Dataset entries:
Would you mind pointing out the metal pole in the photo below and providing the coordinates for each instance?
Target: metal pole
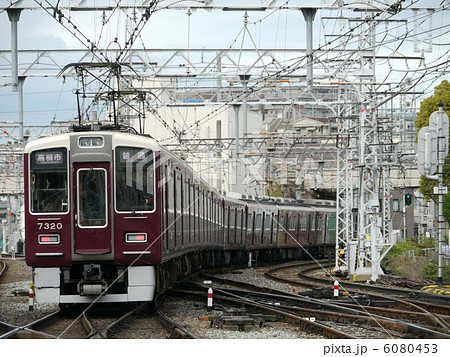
(309, 14)
(404, 218)
(244, 78)
(441, 156)
(14, 15)
(20, 85)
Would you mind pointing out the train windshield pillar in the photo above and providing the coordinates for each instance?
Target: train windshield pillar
(135, 180)
(92, 197)
(48, 181)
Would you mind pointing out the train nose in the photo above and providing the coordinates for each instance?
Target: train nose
(92, 282)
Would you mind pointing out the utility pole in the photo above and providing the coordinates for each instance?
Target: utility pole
(433, 148)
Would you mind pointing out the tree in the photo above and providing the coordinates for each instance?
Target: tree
(428, 106)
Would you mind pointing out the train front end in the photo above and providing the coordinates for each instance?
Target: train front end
(92, 225)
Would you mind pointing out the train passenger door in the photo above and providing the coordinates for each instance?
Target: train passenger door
(92, 231)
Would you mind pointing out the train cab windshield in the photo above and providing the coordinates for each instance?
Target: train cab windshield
(135, 186)
(48, 181)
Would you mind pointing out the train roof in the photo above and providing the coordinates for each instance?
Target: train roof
(118, 138)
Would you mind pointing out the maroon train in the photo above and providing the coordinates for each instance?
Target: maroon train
(111, 215)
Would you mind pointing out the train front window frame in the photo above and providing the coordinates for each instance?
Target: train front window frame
(92, 198)
(135, 180)
(48, 186)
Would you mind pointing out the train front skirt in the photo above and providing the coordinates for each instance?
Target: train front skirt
(141, 287)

**WHAT IS REQUIRED:**
Please turn all of the records above into a JSON list of strings with one string per line, skipping blank lines and leaving the pictures out.

**TASK OUTPUT:**
[
  "Would you mind pointing out the metal pole in the photo below and providing the coordinates for each instance?",
  "Target: metal pole",
  "(309, 14)",
  "(404, 218)",
  "(244, 78)",
  "(441, 156)",
  "(14, 15)",
  "(20, 85)",
  "Would you mind pointing out the train windshield pillar in the photo above and providing the coordinates for each instance?",
  "Target: train windshield pillar",
  "(135, 180)",
  "(92, 197)",
  "(48, 181)",
  "Would you mind pointing out the train nose in the photo above and providing the coordinates for each instance?",
  "Target: train nose",
  "(92, 282)",
  "Would you mind pointing out the utility pole in the photo above and providing the coordinates for each instance?",
  "Target: utility pole",
  "(433, 148)",
  "Would you mind pointing out the tree in the photo above and providing the coordinates for each instance?",
  "Target: tree",
  "(428, 106)",
  "Would you mind pointing out the train front end in the photo above and providing the coordinates for each instance?",
  "Target: train front end",
  "(92, 225)",
  "Would you mind pointing out the train passenger door in the photo above and providing the coordinates for each instance?",
  "Target: train passenger door",
  "(92, 231)",
  "Would you mind pointing out the train cab windshield in the photo above and providing the coordinates for each instance?",
  "Target: train cab windshield",
  "(135, 186)",
  "(48, 181)",
  "Would you mind pointing out the train roof in the photo above and providing the coordinates for each instance?",
  "Target: train roof",
  "(118, 138)",
  "Would you mind pointing out the maroon train in the photo above and providing the coordinates for each instance?",
  "Target: maroon train",
  "(111, 215)",
  "Would you mind pointing out the train front window frame in the photo above and providing the coordinates for each instance?",
  "Target: train front window frame",
  "(92, 198)",
  "(135, 180)",
  "(48, 186)",
  "Would you mind pointing out the train front skirt in the photo above and providing the coordinates for each instance?",
  "Target: train front skirt",
  "(141, 287)"
]